> _Directive_: Copy each line exactly. Drop every picture.

> _Records to use_:
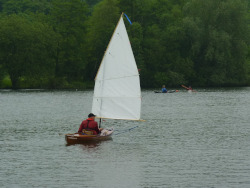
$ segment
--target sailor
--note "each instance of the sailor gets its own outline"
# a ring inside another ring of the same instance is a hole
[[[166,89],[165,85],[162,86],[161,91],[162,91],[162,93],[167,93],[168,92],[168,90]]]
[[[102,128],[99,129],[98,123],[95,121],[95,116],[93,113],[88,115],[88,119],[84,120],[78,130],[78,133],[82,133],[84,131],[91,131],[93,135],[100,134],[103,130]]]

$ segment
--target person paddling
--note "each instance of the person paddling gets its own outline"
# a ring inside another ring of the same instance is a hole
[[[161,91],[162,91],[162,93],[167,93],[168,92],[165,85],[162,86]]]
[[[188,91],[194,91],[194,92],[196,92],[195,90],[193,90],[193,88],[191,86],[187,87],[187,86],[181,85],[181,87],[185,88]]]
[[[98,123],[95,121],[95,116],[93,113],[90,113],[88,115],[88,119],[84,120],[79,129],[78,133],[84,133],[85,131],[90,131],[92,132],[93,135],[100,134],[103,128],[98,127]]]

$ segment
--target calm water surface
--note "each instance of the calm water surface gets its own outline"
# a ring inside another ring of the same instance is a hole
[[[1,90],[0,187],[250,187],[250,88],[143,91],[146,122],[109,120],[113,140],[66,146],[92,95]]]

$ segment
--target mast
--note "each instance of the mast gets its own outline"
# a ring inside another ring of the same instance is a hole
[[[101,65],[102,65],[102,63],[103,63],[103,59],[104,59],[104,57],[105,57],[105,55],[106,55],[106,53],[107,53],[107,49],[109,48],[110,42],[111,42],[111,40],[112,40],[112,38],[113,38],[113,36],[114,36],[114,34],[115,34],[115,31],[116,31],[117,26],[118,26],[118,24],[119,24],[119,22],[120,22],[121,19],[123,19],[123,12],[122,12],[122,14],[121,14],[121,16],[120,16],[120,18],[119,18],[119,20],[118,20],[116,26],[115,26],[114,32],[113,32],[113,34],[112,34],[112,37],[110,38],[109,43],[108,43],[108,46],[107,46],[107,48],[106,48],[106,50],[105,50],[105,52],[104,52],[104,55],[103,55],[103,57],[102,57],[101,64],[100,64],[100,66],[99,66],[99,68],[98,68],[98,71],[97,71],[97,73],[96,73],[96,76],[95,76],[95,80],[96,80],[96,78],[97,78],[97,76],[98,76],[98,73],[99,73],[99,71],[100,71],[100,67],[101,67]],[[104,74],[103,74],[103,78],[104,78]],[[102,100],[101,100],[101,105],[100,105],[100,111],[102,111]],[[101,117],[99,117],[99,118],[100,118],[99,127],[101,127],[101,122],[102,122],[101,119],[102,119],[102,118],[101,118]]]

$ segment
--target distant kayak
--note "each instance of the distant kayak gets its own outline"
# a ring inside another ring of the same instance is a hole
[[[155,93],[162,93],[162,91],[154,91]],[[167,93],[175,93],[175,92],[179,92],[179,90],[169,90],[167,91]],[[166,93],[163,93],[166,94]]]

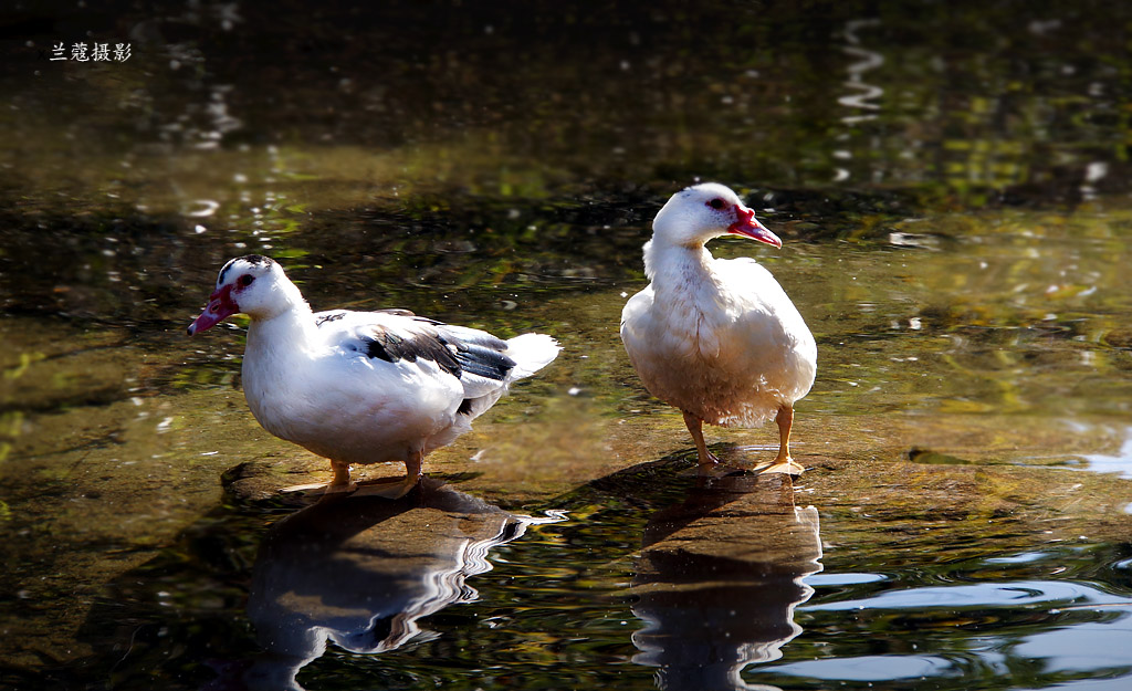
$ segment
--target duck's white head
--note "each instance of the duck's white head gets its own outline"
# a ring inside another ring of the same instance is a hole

> _Response to the exercise_:
$ segment
--target sailor
--note "each instance of the sailor gets its own outline"
# a ring inside another ring of the same instance is a hole
[[[166,89],[165,85],[162,86],[161,91],[162,91],[162,93],[167,93],[168,92],[168,90]]]
[[[102,128],[99,129],[98,123],[95,121],[95,116],[93,113],[88,115],[88,119],[84,120],[78,130],[78,133],[82,133],[84,131],[91,131],[93,135],[100,134],[103,130]]]

$ segment
--target person paddling
--note "each instance of the person paddling gets its own outline"
# a ring inside another ring of the same instance is a hole
[[[161,91],[162,91],[162,93],[167,93],[168,92],[165,85],[162,86]]]
[[[188,91],[194,91],[194,92],[196,92],[195,90],[193,90],[193,88],[191,86],[187,87],[187,86],[181,85],[181,87],[185,88]]]
[[[98,123],[95,121],[95,116],[93,113],[90,113],[88,115],[88,119],[84,120],[79,129],[78,133],[84,133],[85,131],[90,131],[92,132],[93,135],[100,134],[103,128],[98,127]]]

$ segment
--target calm water surface
--note "each instance of the calm water surface gets its own outline"
# a ring inside another ring of the same instance is a hole
[[[1,90],[0,187],[250,187],[250,88],[143,91],[146,122],[109,120],[113,140],[66,146],[92,95]]]

$ segment
--target mast
--note "each instance of the mast gets its own outline"
# a ring inside another ring of the same instance is a hole
[[[101,65],[102,65],[102,63],[103,63],[103,59],[104,59],[104,57],[105,57],[105,55],[106,55],[106,53],[107,53],[107,49],[109,48],[110,42],[111,42],[111,40],[112,40],[112,38],[113,38],[113,36],[114,36],[114,34],[115,34],[115,31],[116,31],[117,26],[118,26],[118,24],[119,24],[119,22],[120,22],[121,19],[123,19],[123,12],[122,12],[122,14],[121,14],[121,16],[120,16],[120,18],[119,18],[119,20],[118,20],[116,26],[115,26],[114,32],[113,32],[113,34],[112,34],[112,37],[110,38],[109,43],[108,43],[108,46],[107,46],[107,48],[106,48],[106,50],[105,50],[105,52],[104,52],[104,55],[103,55],[103,57],[102,57],[101,64],[100,64],[100,66],[99,66],[99,68],[98,68],[98,71],[97,71],[97,73],[96,73],[96,76],[95,76],[95,80],[96,80],[96,78],[97,78],[97,76],[98,76],[98,73],[99,73],[99,71],[100,71],[100,67],[101,67]],[[104,74],[103,74],[103,78],[104,78]],[[102,100],[101,100],[101,105],[100,105],[100,111],[102,111]],[[101,117],[99,117],[99,118],[100,118],[99,127],[101,127],[101,122],[102,122],[101,119],[102,119],[102,118],[101,118]]]

$ segment
--target distant kayak
--note "each instance of the distant kayak gets its own outline"
# a ring inside another ring of the same instance is a hole
[[[155,93],[162,93],[162,91],[154,91]],[[167,93],[175,93],[175,92],[179,92],[179,90],[169,90],[167,91]],[[166,93],[163,93],[166,94]]]

$ segment
--target duck's white head
--note "each instance of the duck's white head gets its own outline"
# a ring inside another ring of the same instance is a hole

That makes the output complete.